Input for this task:
^^^^^^^^^^^^^^^^
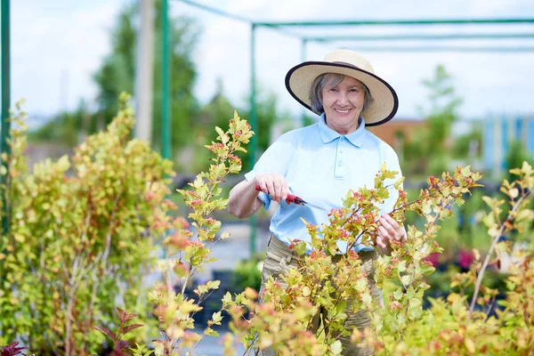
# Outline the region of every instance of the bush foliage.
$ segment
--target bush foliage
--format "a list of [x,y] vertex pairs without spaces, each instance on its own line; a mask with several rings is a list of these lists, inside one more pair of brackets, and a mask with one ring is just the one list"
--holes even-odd
[[[221,183],[240,171],[235,154],[245,150],[254,133],[237,113],[227,131],[216,127],[216,142],[206,146],[213,153],[210,168],[190,190],[179,190],[190,208],[186,221],[167,214],[175,208],[165,199],[170,163],[129,139],[131,119],[131,109],[124,109],[107,133],[89,138],[77,150],[70,173],[67,158],[26,172],[19,147],[23,135],[14,131],[12,154],[4,158],[10,168],[4,192],[12,211],[1,255],[6,276],[0,289],[4,344],[18,337],[36,350],[84,354],[98,349],[107,335],[116,355],[194,354],[203,337],[219,336],[217,327],[226,323],[227,313],[231,333],[221,337],[225,355],[235,354],[236,343],[245,345],[246,354],[271,348],[281,355],[336,355],[344,348],[341,336],[376,354],[519,355],[534,349],[532,252],[501,239],[521,232],[534,219],[528,208],[534,172],[528,163],[512,170],[514,182],[504,182],[506,199],[483,198],[490,247],[485,255],[473,249],[470,270],[456,273],[450,281],[454,293],[431,298],[430,308],[423,308],[426,276],[434,271],[428,257],[442,252],[435,240],[441,223],[479,186],[481,175],[469,166],[429,177],[428,187],[412,201],[400,190],[401,180],[393,181],[394,172],[384,166],[374,187],[347,193],[344,206],[330,212],[328,224],[303,222],[312,242],[291,241],[301,262],[281,276],[284,285],[270,279],[262,303],[252,288],[225,295],[222,310],[198,331],[194,315],[219,281],[198,286],[194,297],[185,295],[185,286],[214,260],[213,244],[228,238],[228,233],[218,234],[221,222],[210,215],[226,207]],[[358,254],[350,250],[340,256],[336,242],[345,240],[351,247],[360,239],[375,247],[376,205],[392,190],[399,190],[400,198],[389,212],[392,216],[402,222],[411,211],[425,223],[409,225],[408,241],[392,243],[375,262],[374,283],[384,290],[381,305],[371,296]],[[138,287],[158,237],[166,257],[158,264],[164,272],[162,283],[148,293],[152,319],[138,307],[144,295]],[[304,255],[307,248],[312,253]],[[506,254],[513,256],[508,291],[498,301],[498,291],[482,279],[490,266],[500,267]],[[110,320],[117,295],[125,308],[142,315],[144,324],[157,321],[160,337],[150,343],[150,350],[146,344],[130,348],[124,340],[125,335],[131,337],[129,331],[143,329],[126,325],[134,314],[119,310],[119,320]],[[368,311],[368,328],[344,328],[352,312],[347,300],[353,301],[354,309]],[[312,329],[319,310],[327,312]],[[91,331],[94,327],[101,333]]]
[[150,312],[142,276],[160,239],[154,216],[168,205],[172,163],[131,140],[127,99],[71,158],[31,172],[25,113],[13,114],[2,158],[9,230],[0,237],[0,344],[17,338],[40,355],[94,353],[105,336],[93,327],[114,325],[116,304]]

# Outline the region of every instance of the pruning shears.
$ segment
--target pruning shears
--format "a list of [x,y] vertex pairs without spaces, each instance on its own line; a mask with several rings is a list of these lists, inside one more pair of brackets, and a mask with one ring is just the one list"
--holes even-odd
[[[256,189],[256,190],[263,191],[262,188],[260,188],[260,184],[256,184],[255,189]],[[304,199],[303,199],[302,198],[297,197],[294,194],[287,194],[287,198],[286,198],[286,202],[287,204],[293,203],[293,204],[296,204],[299,206],[307,205],[309,206],[315,207],[316,209],[327,211],[327,209],[325,209],[324,207],[320,207],[318,206],[314,206],[313,204],[310,204],[307,201],[305,201]]]

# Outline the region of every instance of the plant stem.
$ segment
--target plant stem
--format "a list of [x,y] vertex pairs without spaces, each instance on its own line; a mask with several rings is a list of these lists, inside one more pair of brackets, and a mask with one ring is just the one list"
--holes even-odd
[[481,267],[481,271],[478,273],[476,284],[474,285],[474,292],[473,293],[473,299],[471,300],[471,306],[469,307],[469,315],[467,316],[466,324],[469,324],[469,321],[471,321],[471,318],[473,317],[473,313],[474,312],[474,305],[476,303],[476,298],[478,296],[478,293],[480,291],[481,285],[482,283],[482,278],[484,277],[484,272],[486,271],[486,268],[488,268],[488,264],[490,264],[490,258],[491,257],[491,255],[493,254],[493,251],[495,250],[495,247],[497,246],[498,239],[503,235],[503,232],[505,231],[505,229],[506,228],[506,222],[513,220],[513,217],[512,217],[513,213],[515,213],[517,211],[517,209],[519,209],[519,206],[521,206],[521,205],[522,204],[523,201],[530,199],[530,197],[532,197],[533,192],[534,192],[534,190],[530,190],[529,192],[529,194],[527,194],[524,197],[520,198],[515,202],[514,206],[512,207],[512,210],[510,211],[510,213],[508,213],[506,219],[505,219],[505,221],[500,223],[498,231],[496,234],[496,236],[493,238],[493,241],[491,241],[491,246],[490,247],[490,250],[488,251],[488,254],[486,255],[486,258],[484,258],[484,262],[482,263],[482,266]]

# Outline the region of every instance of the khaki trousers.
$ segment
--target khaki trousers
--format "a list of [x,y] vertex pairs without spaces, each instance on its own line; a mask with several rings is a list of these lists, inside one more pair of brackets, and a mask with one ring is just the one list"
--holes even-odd
[[[374,278],[375,269],[373,267],[373,261],[378,257],[378,254],[376,251],[361,251],[359,255],[361,261],[361,267],[368,277],[368,283],[371,291],[371,295],[373,298],[377,300],[380,304],[384,305],[382,300],[382,290],[375,286]],[[340,259],[341,255],[335,256],[333,258],[333,262],[339,261]],[[281,283],[285,287],[286,284],[284,280],[279,279],[279,277],[283,275],[290,268],[297,268],[297,262],[298,255],[295,255],[286,244],[279,240],[274,236],[271,236],[271,240],[267,245],[265,262],[263,263],[263,269],[262,271],[262,287],[260,288],[260,295],[263,295],[265,282],[269,279],[269,277],[278,279],[279,282]],[[350,331],[352,331],[353,328],[358,328],[358,329],[363,331],[365,327],[368,327],[370,325],[368,313],[364,310],[353,312],[352,303],[351,302],[352,301],[349,300],[347,303],[347,319],[345,320],[345,326]],[[320,314],[325,312],[326,311],[320,311],[318,315],[314,318],[313,331],[316,331],[320,327]],[[361,349],[356,344],[352,344],[351,335],[340,337],[340,341],[344,347],[344,351],[342,352],[342,355],[344,356],[373,354],[370,350]],[[275,356],[274,351],[271,349],[263,350],[262,354],[263,356]]]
^^^^^^^^^^^^^^^^
Task directions:
Copy every line above word for word, leaving out the pictures.

The response:
# Outline the region of every instance of the bush foliage.
$ segment
--target bush foliage
--format "a list of [x,y] vertex pairs without spaces, each instance on its own line; a mask with several rings is a list of these lists, inside one more pair of brackets, and a mask with one ring is just the one list"
--holes even-odd
[[[221,183],[240,171],[235,154],[245,150],[254,133],[237,113],[227,131],[216,127],[216,142],[206,146],[213,153],[210,168],[190,190],[179,190],[190,208],[186,221],[167,214],[175,208],[165,199],[170,163],[129,139],[131,119],[131,109],[124,109],[107,133],[89,138],[77,150],[70,173],[67,158],[26,172],[19,147],[23,135],[14,131],[12,154],[4,158],[10,168],[4,192],[12,211],[1,255],[6,276],[0,289],[4,344],[18,337],[36,350],[84,354],[98,349],[107,335],[116,355],[194,354],[203,337],[219,336],[217,327],[226,323],[227,313],[231,333],[221,337],[225,355],[235,354],[236,343],[245,345],[246,354],[271,348],[281,355],[336,355],[344,348],[341,336],[376,354],[519,355],[534,349],[532,252],[501,239],[521,232],[534,219],[528,208],[534,172],[528,163],[512,170],[514,182],[504,182],[506,199],[483,198],[490,247],[485,255],[473,249],[470,270],[456,273],[450,281],[454,293],[431,298],[430,308],[423,308],[426,276],[434,271],[428,257],[442,252],[435,240],[441,223],[479,186],[481,175],[469,166],[429,177],[428,187],[412,201],[400,190],[401,180],[393,181],[394,172],[384,166],[374,187],[347,193],[344,206],[330,212],[328,224],[303,222],[312,242],[291,241],[301,262],[281,276],[284,285],[270,279],[262,303],[252,288],[225,295],[222,310],[198,331],[194,315],[219,281],[198,286],[194,297],[185,295],[185,286],[214,260],[213,244],[228,238],[228,233],[218,234],[221,222],[210,215],[226,207]],[[358,254],[350,250],[340,256],[336,242],[345,240],[351,247],[360,239],[375,247],[376,205],[392,190],[399,190],[400,198],[389,212],[392,216],[402,222],[411,211],[425,223],[409,225],[408,241],[392,243],[375,262],[374,283],[384,290],[381,305],[371,296]],[[138,287],[158,237],[166,257],[158,264],[164,272],[162,283],[148,293],[152,319],[138,307],[144,295]],[[304,255],[307,248],[312,253]],[[506,254],[513,256],[508,291],[498,301],[498,291],[482,279],[490,266],[500,267]],[[110,320],[117,295],[125,308],[142,315],[144,324],[157,321],[160,337],[150,343],[150,350],[146,344],[130,348],[124,340],[125,335],[131,337],[129,331],[143,329],[126,325],[134,314],[119,310],[119,320]],[[368,311],[368,328],[344,328],[352,312],[347,300],[353,301],[354,309]],[[312,329],[319,310],[327,312]],[[91,331],[94,327],[101,333]]]
[[150,312],[142,276],[160,239],[154,216],[168,205],[172,163],[131,140],[127,99],[71,158],[31,172],[25,113],[13,114],[2,158],[9,230],[0,237],[0,344],[17,338],[40,355],[94,353],[105,336],[93,327],[114,325],[116,304]]

# Outline the region of every instance of the pruning shears.
$ segment
--target pruning shears
--format "a list of [x,y] vertex pairs without spaces, each instance on its own line; a mask with several rings is a list of these lists, inside one more pair of brackets, and a mask with one ring is just the one list"
--holes even-odd
[[[256,189],[256,190],[263,191],[262,188],[260,188],[260,184],[256,184],[255,189]],[[304,199],[303,199],[302,198],[297,197],[294,194],[287,194],[287,198],[286,198],[286,202],[287,204],[293,203],[293,204],[296,204],[299,206],[307,205],[309,206],[315,207],[316,209],[327,211],[327,209],[325,209],[324,207],[320,207],[318,206],[314,206],[313,204],[310,204],[307,201],[305,201]]]

# Outline the region of every instance of the plant stem.
$ segment
--target plant stem
--format "a list of [x,y] vertex pairs without spaces, each instance on its own line; a mask with several rings is a list of these lists, inside one more pair of brackets, and a mask with one ring is just the one list"
--holes even-odd
[[481,267],[481,271],[478,273],[476,284],[474,285],[474,292],[473,293],[473,299],[471,300],[471,306],[469,307],[469,315],[467,316],[466,324],[469,324],[469,321],[471,321],[471,318],[473,317],[473,313],[474,312],[474,305],[476,303],[476,298],[478,296],[478,293],[480,291],[481,285],[482,283],[482,278],[484,277],[484,272],[486,271],[486,268],[488,268],[488,264],[490,264],[490,258],[491,257],[491,255],[493,254],[493,251],[495,250],[495,247],[497,246],[498,239],[503,235],[503,232],[505,231],[505,229],[506,228],[506,222],[513,220],[513,217],[512,217],[513,213],[515,213],[517,211],[517,209],[519,209],[519,206],[521,206],[521,205],[522,204],[523,201],[530,199],[530,197],[532,197],[533,192],[534,192],[534,190],[530,190],[529,192],[529,194],[527,194],[524,197],[520,198],[515,202],[514,206],[512,207],[512,210],[510,211],[510,213],[508,213],[506,219],[505,219],[505,221],[500,223],[498,231],[496,234],[496,236],[493,238],[493,241],[491,241],[491,246],[490,247],[490,250],[488,251],[488,254],[486,255],[486,258],[484,258],[484,262],[482,263],[482,266]]

# Outline the region of every instance of the khaki trousers.
$ segment
--target khaki trousers
--format "a list of [x,y] vertex pairs without spaces, each instance on its own line; a mask with several rings is a list of these lists, inside one more pair of brackets, and a mask with one ring is just the one list"
--holes even-odd
[[[374,278],[375,269],[373,267],[373,261],[378,257],[378,254],[376,251],[361,251],[359,255],[361,261],[361,267],[368,277],[368,283],[371,291],[371,295],[373,298],[377,300],[380,304],[384,305],[382,300],[382,290],[375,286]],[[340,259],[341,255],[335,256],[333,258],[333,262],[339,261]],[[281,283],[285,287],[286,284],[284,280],[279,279],[279,277],[283,275],[290,268],[297,268],[297,262],[298,255],[295,255],[286,244],[279,240],[274,236],[271,236],[271,240],[267,245],[265,262],[263,263],[263,269],[262,271],[262,287],[260,288],[260,295],[263,295],[265,282],[269,279],[269,277],[278,279],[279,282]],[[350,331],[352,331],[353,328],[358,328],[358,329],[363,331],[365,327],[368,327],[370,325],[368,313],[364,310],[353,312],[352,303],[351,302],[352,301],[349,300],[347,303],[347,319],[345,320],[345,326]],[[320,314],[325,312],[326,311],[320,311],[318,315],[314,318],[313,331],[316,331],[320,327]],[[361,349],[356,344],[352,344],[351,335],[340,337],[340,341],[344,347],[344,351],[342,352],[342,355],[344,356],[373,354],[370,350]],[[275,356],[274,351],[271,349],[263,350],[262,354],[263,356]]]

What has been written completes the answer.